PROBLEM DETAILS: Reproduce all of the records below word for word, keeping every line in its original order.

RECORDS:
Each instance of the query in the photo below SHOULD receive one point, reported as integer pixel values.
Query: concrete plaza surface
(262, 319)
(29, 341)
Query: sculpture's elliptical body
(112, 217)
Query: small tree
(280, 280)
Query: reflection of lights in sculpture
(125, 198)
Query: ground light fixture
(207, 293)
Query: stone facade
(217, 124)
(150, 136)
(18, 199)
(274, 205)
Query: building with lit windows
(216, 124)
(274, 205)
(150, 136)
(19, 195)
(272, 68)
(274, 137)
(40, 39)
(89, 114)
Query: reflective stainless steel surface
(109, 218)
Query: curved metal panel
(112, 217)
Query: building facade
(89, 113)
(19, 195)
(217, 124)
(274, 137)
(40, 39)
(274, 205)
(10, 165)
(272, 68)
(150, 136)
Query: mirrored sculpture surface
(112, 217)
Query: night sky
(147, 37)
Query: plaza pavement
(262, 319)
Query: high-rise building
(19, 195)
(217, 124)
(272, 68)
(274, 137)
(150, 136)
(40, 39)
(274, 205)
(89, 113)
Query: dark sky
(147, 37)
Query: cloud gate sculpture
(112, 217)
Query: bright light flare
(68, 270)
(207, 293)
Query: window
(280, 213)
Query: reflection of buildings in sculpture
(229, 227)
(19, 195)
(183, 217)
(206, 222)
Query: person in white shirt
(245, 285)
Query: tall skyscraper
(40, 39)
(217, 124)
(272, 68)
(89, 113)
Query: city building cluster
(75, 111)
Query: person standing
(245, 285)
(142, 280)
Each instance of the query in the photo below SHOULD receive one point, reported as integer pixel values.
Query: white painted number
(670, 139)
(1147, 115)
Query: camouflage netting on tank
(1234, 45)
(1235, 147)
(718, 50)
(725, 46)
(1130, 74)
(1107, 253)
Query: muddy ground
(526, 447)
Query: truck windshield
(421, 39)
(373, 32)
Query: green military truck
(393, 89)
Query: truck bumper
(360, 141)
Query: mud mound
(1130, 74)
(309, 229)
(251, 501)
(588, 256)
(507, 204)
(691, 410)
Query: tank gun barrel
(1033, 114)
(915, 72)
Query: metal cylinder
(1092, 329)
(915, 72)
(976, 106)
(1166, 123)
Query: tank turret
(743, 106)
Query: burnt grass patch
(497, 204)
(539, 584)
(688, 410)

TASK RESULT:
Each instance of the query in the photo below SHOULD receive one point, reported as integer pixel values.
Query: concrete plaza surface
(262, 319)
(29, 341)
Query: sculpture's elliptical body
(112, 217)
Query: small tree
(280, 280)
Query: reflection of lights in sculpture
(125, 198)
Query: ground light fixture
(207, 293)
Query: stone facade
(217, 124)
(150, 136)
(18, 199)
(274, 205)
Query: building with lit windows
(216, 124)
(274, 205)
(150, 136)
(19, 195)
(272, 68)
(274, 137)
(40, 39)
(89, 114)
Query: reflective stainless steel surface
(109, 218)
Query: curved metal panel
(112, 217)
Query: building facade
(89, 113)
(19, 195)
(217, 124)
(274, 137)
(40, 39)
(274, 205)
(10, 165)
(272, 68)
(150, 136)
Query: mirrored sculpture surface
(112, 217)
Query: night sky
(147, 37)
Query: plaza pavement
(262, 319)
Query: high-rise building
(19, 195)
(217, 124)
(272, 68)
(274, 137)
(150, 136)
(40, 39)
(274, 205)
(89, 113)
Query: dark sky
(147, 37)
Query: cloud gate sculpture
(112, 217)
Query: bright light flare
(68, 270)
(207, 293)
Query: window
(280, 213)
Query: reflection of buildings in sculpture
(229, 227)
(19, 195)
(183, 217)
(206, 222)
Query: person in white shirt
(245, 285)
Query: tall skyscraper
(40, 39)
(217, 124)
(272, 68)
(89, 113)
Query: city building cluster
(75, 111)
Query: person standing
(245, 285)
(142, 280)
Each instance of the query in the photo below SHOULD receive one point, reported as integer pixel values.
Query: white painted number
(670, 139)
(1147, 115)
Query: camouflage netting on tank
(1234, 45)
(1235, 147)
(718, 50)
(725, 46)
(1130, 74)
(1107, 253)
Query: muddy ground
(526, 447)
Query: truck windshield
(421, 39)
(373, 32)
Query: green military truck
(393, 89)
Query: truck bumper
(360, 141)
Query: mud mound
(1130, 74)
(309, 229)
(251, 501)
(588, 256)
(507, 204)
(691, 410)
Query: tank gun barrel
(1033, 114)
(915, 72)
Query: metal cylinder
(1092, 329)
(915, 72)
(976, 106)
(1166, 123)
Query: tank turret
(743, 106)
Query: burnt grass patch
(497, 204)
(539, 584)
(688, 410)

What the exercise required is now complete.